→ **What is being asked**:
Return every line from the records below in which the word "sunlit" is found.

┌──

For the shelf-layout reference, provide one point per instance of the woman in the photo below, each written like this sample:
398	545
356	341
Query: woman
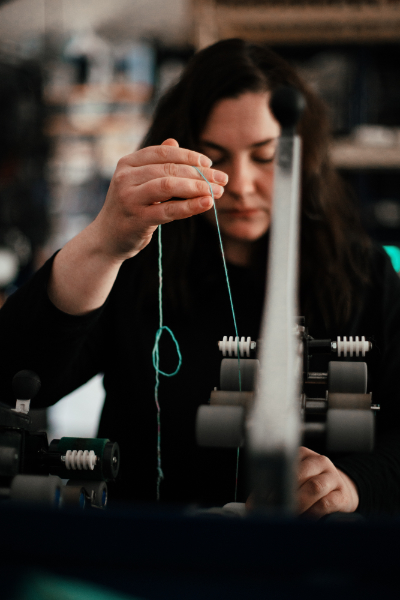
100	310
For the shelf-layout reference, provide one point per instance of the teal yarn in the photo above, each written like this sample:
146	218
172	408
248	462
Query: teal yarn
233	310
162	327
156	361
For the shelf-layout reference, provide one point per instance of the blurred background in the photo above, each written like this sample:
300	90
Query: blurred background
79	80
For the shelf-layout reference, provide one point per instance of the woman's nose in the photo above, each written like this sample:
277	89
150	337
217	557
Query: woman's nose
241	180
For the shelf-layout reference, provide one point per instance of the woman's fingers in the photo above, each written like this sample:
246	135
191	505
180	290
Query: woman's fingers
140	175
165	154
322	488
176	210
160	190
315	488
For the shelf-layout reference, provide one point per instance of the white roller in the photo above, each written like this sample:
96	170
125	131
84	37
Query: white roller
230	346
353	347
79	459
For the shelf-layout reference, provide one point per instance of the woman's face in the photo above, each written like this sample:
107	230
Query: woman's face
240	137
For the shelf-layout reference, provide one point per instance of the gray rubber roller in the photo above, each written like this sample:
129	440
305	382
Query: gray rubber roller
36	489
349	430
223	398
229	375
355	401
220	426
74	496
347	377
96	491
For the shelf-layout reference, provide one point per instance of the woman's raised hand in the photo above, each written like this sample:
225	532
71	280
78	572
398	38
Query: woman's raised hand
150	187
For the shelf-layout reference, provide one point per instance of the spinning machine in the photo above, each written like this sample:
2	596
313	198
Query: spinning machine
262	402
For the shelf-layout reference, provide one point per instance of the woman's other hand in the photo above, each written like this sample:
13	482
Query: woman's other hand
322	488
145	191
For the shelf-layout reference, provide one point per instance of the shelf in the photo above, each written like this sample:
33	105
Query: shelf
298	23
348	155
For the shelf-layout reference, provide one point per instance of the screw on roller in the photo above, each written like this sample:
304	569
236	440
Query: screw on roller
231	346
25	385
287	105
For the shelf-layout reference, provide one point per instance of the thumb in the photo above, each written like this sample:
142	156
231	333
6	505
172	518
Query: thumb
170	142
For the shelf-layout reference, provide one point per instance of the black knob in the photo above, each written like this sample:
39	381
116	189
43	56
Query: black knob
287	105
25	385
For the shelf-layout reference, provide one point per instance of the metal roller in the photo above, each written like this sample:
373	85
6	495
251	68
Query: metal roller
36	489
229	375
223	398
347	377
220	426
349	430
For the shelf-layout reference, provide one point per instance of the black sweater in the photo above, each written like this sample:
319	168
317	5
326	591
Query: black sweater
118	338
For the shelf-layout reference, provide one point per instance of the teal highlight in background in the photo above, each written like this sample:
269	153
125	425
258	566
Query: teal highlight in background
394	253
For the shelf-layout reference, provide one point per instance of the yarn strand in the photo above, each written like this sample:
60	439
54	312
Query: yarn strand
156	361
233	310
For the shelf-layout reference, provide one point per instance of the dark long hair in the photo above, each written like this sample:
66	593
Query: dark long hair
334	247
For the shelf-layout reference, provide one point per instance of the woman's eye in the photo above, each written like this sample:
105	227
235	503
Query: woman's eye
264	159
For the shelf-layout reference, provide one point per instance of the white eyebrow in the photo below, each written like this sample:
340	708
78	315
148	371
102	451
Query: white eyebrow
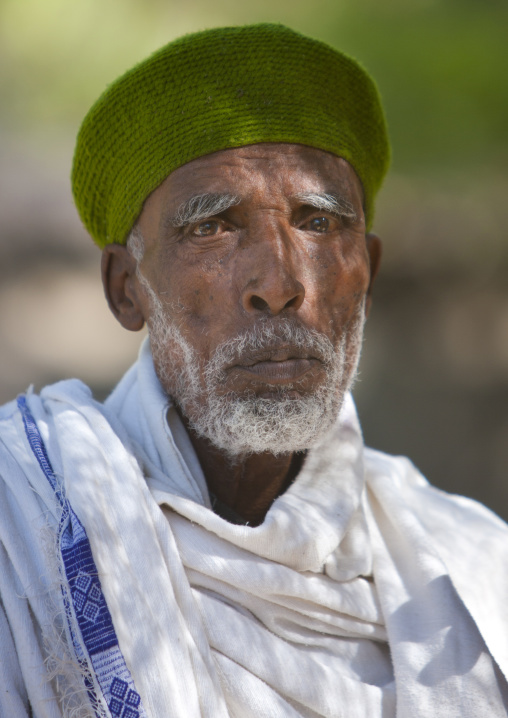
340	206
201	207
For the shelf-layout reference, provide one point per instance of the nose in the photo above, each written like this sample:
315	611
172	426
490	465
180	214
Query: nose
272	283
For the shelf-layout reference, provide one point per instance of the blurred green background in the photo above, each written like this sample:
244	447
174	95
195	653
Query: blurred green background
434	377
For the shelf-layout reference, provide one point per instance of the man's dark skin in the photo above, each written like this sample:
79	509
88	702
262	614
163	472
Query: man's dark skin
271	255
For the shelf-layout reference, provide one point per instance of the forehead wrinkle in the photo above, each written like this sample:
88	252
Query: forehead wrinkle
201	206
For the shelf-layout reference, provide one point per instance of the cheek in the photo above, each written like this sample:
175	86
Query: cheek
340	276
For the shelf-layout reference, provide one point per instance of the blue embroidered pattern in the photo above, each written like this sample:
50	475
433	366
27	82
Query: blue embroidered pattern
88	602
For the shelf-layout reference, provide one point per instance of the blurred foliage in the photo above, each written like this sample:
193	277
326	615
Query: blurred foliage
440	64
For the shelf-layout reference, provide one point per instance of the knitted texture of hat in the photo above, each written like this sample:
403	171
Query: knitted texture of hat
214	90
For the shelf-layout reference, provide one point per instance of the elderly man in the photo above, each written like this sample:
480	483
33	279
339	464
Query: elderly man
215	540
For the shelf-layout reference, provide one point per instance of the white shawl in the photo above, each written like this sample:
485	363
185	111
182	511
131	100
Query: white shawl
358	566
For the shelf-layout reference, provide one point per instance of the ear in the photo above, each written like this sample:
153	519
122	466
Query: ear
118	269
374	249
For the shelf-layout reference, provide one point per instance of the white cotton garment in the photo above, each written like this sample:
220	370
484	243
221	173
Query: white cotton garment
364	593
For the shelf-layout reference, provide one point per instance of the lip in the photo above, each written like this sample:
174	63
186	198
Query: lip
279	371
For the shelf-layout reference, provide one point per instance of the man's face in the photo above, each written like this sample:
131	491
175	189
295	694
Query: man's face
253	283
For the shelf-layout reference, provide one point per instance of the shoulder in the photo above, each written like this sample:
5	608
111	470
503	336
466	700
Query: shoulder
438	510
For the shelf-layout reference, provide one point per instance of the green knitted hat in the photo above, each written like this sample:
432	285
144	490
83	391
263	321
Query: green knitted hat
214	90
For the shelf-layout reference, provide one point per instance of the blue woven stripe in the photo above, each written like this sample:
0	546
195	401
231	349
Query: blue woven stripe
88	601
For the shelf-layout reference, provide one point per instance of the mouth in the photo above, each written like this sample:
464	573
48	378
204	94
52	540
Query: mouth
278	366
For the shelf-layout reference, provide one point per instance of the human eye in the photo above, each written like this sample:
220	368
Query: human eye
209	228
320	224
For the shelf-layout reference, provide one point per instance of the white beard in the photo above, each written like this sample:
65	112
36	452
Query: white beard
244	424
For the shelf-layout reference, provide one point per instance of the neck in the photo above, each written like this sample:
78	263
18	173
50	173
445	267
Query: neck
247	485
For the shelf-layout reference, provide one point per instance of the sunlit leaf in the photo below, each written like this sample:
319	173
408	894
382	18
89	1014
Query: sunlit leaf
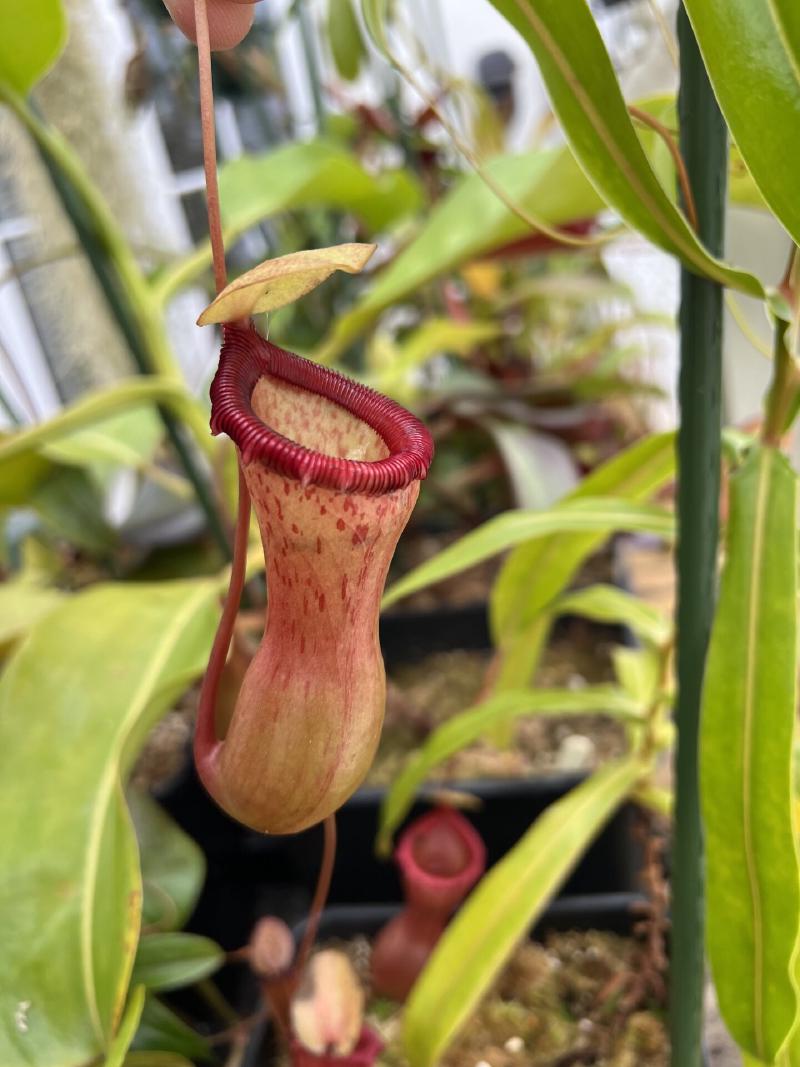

└──

→ **Result below**:
For the shelf-layout reference, provide one point per instance of the sunlit leaf in the photo below, each written like this sample:
Query: sunlit leaf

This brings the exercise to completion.